Recast the part of the listing that opens with the line containing "[spot] the white shirt" and runs through the end of the listing as a Markdown table with the columns Row and Line. Give each line its own numbered row, and leave out blank lines.
--- START Data for this task ---
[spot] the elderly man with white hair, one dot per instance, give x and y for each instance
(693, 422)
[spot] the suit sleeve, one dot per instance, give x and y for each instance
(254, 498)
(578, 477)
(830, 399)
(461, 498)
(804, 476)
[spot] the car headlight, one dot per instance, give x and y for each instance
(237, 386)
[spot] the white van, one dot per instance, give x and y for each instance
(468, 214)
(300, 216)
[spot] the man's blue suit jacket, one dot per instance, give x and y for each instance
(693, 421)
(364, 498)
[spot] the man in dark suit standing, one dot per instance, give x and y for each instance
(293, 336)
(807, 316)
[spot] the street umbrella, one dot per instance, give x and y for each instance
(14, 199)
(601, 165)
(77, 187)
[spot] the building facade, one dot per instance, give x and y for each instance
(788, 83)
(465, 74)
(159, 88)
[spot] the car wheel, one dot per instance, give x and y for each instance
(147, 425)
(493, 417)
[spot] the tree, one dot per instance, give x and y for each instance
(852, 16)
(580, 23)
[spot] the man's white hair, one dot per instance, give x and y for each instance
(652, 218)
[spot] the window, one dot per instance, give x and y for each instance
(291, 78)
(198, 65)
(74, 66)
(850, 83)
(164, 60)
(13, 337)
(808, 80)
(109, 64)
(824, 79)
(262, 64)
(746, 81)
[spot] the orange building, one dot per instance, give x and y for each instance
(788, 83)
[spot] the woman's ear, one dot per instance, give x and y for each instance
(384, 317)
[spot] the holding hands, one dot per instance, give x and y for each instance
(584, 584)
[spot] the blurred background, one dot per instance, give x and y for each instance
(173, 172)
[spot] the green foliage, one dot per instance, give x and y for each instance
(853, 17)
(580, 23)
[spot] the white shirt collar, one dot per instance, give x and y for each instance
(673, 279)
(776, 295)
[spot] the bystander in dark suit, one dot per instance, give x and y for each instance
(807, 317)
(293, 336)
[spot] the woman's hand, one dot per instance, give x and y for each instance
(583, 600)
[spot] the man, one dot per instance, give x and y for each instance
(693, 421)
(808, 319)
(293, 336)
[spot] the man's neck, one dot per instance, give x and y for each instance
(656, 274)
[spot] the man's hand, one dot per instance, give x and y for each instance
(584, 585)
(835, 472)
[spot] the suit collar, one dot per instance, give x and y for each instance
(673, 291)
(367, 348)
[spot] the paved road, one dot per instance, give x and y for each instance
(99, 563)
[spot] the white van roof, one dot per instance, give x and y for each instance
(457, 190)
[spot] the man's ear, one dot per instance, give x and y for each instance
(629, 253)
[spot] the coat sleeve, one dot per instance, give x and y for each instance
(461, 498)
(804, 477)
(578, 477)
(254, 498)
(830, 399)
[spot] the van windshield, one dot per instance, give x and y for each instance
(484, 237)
--- END Data for this task ---
Task answer
| Row | Line |
|---|---|
| 1 | [spot] the white shirt collar, one dot per instance, give x and y for each instance |
| 2 | (673, 279) |
| 3 | (776, 295) |
| 4 | [spot] the bystander in dark suit, one dot per instance, give x and y for each instance |
| 5 | (807, 317) |
| 6 | (293, 336) |
| 7 | [spot] the woman's hand, one dot per instance, give x and y for each instance |
| 8 | (583, 600) |
| 9 | [spot] the man, one dot per instance, give x and y for each instance |
| 10 | (693, 421) |
| 11 | (808, 319) |
| 12 | (293, 336) |
| 13 | [spot] the man's neck, one dot per instance, give x and y for each instance |
| 14 | (656, 274) |
| 15 | [spot] the man's hand, one dot per instance, give x and y for each instance |
| 16 | (584, 585) |
| 17 | (835, 472) |
| 18 | [spot] the suit collar, one dot per instance, give x and y for each instance |
| 19 | (673, 291) |
| 20 | (367, 348) |
| 21 | [spot] the paved road, one dot per instance, give x and y for each instance |
| 22 | (99, 563) |
| 23 | [spot] the white van roof, one dot per instance, give x and y for each instance |
| 24 | (457, 190) |
| 25 | [spot] the man's ear, one dot per instance, give x and y for each instance |
| 26 | (629, 253) |
| 27 | [spot] the coat sleeve, one dot per instance, give x and y for each instance |
| 28 | (461, 498) |
| 29 | (804, 477) |
| 30 | (578, 477) |
| 31 | (254, 498) |
| 32 | (830, 399) |
| 33 | [spot] the van windshield, one dot per instance, give x and y for each instance |
| 34 | (484, 237) |